Exercise objective: The entire listing below should be output exactly as it stands.

══════════

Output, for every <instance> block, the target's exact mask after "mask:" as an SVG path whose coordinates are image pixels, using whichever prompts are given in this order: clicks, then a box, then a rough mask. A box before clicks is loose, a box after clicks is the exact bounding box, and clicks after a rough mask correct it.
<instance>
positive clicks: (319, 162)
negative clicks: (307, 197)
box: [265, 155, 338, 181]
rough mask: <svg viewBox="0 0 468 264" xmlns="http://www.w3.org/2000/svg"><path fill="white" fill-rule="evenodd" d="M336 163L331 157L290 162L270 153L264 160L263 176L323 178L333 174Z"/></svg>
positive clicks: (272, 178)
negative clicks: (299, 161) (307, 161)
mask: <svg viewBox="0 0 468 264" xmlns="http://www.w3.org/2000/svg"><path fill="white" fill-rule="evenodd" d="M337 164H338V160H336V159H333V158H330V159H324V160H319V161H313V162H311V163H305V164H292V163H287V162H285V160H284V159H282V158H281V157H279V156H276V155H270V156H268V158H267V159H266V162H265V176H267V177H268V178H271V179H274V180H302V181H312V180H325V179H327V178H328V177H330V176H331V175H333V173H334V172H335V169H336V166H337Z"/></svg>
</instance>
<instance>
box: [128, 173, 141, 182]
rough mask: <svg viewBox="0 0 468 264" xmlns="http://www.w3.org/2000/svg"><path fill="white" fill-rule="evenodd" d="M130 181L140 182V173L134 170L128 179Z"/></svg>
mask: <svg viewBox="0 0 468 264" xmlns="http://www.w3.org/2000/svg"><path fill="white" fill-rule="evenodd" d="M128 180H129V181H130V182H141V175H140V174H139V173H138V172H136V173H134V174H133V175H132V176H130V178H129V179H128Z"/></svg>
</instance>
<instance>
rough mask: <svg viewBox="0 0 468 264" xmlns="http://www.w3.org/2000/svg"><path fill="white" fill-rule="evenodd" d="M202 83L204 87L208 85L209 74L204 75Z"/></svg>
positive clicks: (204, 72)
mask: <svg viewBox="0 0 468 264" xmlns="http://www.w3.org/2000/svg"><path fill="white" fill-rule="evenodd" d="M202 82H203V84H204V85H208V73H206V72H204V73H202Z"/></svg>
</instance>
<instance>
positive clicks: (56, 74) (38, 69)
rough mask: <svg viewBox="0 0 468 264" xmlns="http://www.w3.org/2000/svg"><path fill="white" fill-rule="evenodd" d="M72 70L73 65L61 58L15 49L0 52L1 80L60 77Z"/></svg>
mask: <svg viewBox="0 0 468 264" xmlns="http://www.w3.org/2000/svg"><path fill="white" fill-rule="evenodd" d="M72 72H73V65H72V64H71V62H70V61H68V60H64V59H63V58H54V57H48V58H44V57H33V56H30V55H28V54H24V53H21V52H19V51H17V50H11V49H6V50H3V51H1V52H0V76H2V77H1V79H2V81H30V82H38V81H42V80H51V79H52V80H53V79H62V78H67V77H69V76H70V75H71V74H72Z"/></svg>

══════════

Reply to the task:
Output, for every <instance> block, the target's exact mask after "mask:" as an SVG path whose coordinates are image pixels, using whichever prompts are given in this order: clicks, then a box, then a rough mask. A box before clicks is loose, a box after clicks is the exact bounding box, and clicks after a rough mask correct it.
<instance>
positive clicks: (319, 162)
negative clicks: (307, 197)
box: [265, 155, 338, 181]
rough mask: <svg viewBox="0 0 468 264" xmlns="http://www.w3.org/2000/svg"><path fill="white" fill-rule="evenodd" d="M336 163L331 157L290 162L270 153L264 160L263 176L323 178L333 174Z"/></svg>
positive clicks: (272, 178)
negative clicks: (299, 161) (307, 161)
mask: <svg viewBox="0 0 468 264" xmlns="http://www.w3.org/2000/svg"><path fill="white" fill-rule="evenodd" d="M337 164H338V160H336V159H333V158H330V159H324V160H319V161H313V162H311V163H305V164H292V163H287V162H285V160H284V159H282V158H281V157H279V156H276V155H270V156H268V158H267V159H266V162H265V176H267V177H268V178H271V179H274V180H302V181H312V180H325V179H327V178H328V177H330V176H331V175H333V173H334V172H335V169H336V166H337Z"/></svg>
</instance>
<instance>
box: [128, 173, 141, 182]
rough mask: <svg viewBox="0 0 468 264" xmlns="http://www.w3.org/2000/svg"><path fill="white" fill-rule="evenodd" d="M130 181L140 182V173L134 170L128 179Z"/></svg>
mask: <svg viewBox="0 0 468 264" xmlns="http://www.w3.org/2000/svg"><path fill="white" fill-rule="evenodd" d="M128 180H129V181H130V182H141V175H140V174H139V173H138V172H136V173H134V174H133V175H132V176H130V178H129V179H128Z"/></svg>
</instance>
<instance>
rough mask: <svg viewBox="0 0 468 264" xmlns="http://www.w3.org/2000/svg"><path fill="white" fill-rule="evenodd" d="M202 83L204 87L208 85L209 74L204 75Z"/></svg>
positive clicks: (204, 72)
mask: <svg viewBox="0 0 468 264" xmlns="http://www.w3.org/2000/svg"><path fill="white" fill-rule="evenodd" d="M202 82H203V84H204V85H208V73H206V72H204V73H202Z"/></svg>
</instance>
<instance>
positive clicks: (56, 74) (38, 69)
rough mask: <svg viewBox="0 0 468 264" xmlns="http://www.w3.org/2000/svg"><path fill="white" fill-rule="evenodd" d="M72 70L73 65L61 58L15 49L0 52L1 80L60 77Z"/></svg>
mask: <svg viewBox="0 0 468 264" xmlns="http://www.w3.org/2000/svg"><path fill="white" fill-rule="evenodd" d="M72 72H73V65H72V64H71V62H70V61H68V60H64V59H63V58H54V57H48V58H44V57H33V56H30V55H28V54H24V53H21V52H19V51H17V50H11V49H6V50H3V51H1V52H0V76H2V77H1V79H2V81H30V82H38V81H42V80H51V79H52V80H53V79H62V78H67V77H69V76H70V75H71V74H72Z"/></svg>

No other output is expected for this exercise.